SELECTED EXCERPT:
-*-

Thursday, November 10, 2016

Buhari And Remembrance Of Things Past

By Paul Onomuakpokpo
As the first half of the President Muhammadu Buhari administration lurches into the twilight, it is refreshing that he has given us an opportunity to interrogate his intervention in national politics from another perspective. Beyond the well-worn exploration of Buhari as a profile in persistence, having taken him over a decade to chase a return to power, we can now attend to the   relationship between personal tragedies and national glories.
It is now clear from Buhari’s disclosure in Benin during his commissioning of some projects of the outgoing Edo State Governor Adams Oshiomhole that his tragedy of incarceration after his overthrow in 1985 as military head of state remains a stimulant for his quest for regaining power.  Buhari said that he spent 40 months in a bungalow in Benin after he was overthrown by some corrupt army officers. In fact, he said that the coup was a preemptive strike against his crusade against some corrupt officers.

-*-

GIVEN RECORDS:
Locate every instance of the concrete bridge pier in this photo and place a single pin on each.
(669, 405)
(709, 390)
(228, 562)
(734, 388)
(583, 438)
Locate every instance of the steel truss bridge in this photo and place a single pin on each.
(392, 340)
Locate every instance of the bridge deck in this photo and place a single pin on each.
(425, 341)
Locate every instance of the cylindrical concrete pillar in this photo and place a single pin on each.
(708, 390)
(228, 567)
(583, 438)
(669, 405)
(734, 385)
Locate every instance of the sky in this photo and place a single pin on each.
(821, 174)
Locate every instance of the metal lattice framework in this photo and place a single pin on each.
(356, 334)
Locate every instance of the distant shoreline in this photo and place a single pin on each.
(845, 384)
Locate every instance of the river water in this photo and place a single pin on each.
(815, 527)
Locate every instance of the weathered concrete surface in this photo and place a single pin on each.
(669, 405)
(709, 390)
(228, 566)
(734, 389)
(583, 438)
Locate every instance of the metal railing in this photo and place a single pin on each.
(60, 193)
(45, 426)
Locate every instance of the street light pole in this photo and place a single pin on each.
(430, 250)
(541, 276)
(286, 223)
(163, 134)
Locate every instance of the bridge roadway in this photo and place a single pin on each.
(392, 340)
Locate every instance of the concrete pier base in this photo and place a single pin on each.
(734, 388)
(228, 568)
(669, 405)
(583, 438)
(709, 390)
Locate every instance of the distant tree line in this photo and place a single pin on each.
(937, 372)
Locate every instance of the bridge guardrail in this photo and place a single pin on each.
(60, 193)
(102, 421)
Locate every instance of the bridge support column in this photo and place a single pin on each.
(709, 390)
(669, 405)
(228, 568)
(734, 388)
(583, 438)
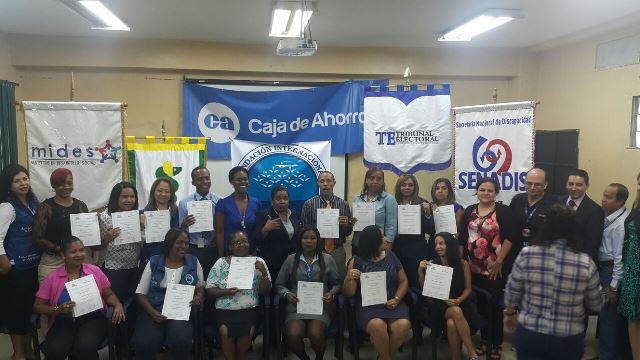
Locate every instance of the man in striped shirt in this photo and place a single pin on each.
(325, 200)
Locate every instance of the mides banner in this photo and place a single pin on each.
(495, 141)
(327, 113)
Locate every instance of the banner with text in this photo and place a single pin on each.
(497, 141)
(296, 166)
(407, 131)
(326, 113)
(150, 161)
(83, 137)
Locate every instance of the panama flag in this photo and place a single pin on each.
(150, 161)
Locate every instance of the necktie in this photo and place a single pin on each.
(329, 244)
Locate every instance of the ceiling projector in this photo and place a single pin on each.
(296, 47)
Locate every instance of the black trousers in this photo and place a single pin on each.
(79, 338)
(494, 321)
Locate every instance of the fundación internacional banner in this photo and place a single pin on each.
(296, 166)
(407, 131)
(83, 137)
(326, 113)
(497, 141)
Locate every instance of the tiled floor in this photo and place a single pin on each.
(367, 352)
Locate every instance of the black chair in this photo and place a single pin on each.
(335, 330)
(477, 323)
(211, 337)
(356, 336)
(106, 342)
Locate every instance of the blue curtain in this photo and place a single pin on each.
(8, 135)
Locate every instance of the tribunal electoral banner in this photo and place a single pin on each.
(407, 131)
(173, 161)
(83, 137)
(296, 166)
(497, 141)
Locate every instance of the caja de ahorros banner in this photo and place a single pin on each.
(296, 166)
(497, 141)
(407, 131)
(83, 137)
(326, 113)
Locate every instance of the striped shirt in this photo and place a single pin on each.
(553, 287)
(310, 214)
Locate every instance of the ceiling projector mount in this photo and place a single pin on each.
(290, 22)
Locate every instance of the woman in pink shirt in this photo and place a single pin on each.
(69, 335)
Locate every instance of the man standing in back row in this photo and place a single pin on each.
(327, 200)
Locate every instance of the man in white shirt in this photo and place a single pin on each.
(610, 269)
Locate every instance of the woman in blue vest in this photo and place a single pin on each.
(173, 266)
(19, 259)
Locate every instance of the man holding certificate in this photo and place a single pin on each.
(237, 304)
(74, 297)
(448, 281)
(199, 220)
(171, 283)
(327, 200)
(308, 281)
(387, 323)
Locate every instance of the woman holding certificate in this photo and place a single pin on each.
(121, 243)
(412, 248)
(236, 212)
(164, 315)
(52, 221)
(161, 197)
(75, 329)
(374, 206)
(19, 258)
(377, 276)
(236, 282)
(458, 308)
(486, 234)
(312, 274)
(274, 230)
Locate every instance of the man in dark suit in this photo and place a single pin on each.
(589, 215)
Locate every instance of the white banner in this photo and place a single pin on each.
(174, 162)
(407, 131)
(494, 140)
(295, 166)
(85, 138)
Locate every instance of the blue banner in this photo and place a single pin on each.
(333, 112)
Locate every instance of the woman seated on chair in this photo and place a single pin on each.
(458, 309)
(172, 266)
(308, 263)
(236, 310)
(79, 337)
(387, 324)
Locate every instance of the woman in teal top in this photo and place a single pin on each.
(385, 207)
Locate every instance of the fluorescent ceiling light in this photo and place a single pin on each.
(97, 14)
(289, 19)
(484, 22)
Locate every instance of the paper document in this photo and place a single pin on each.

-*-

GOAL OF THE EXERCISE: In the column on Buhari above, copy word for word the part that opens with the words containing "Thursday, November 10, 2016" and closes with "and national glories.".

RESPONSE TO THIS TASK:
Thursday, November 10, 2016

Buhari And Remembrance Of Things Past

By Paul Onomuakpokpo
As the first half of the President Muhammadu Buhari administration lurches into the twilight, it is refreshing that he has given us an opportunity to interrogate his intervention in national politics from another perspective. Beyond the well-worn exploration of Buhari as a profile in persistence, having taken him over a decade to chase a return to power, we can now attend to the   relationship between personal tragedies and national glories.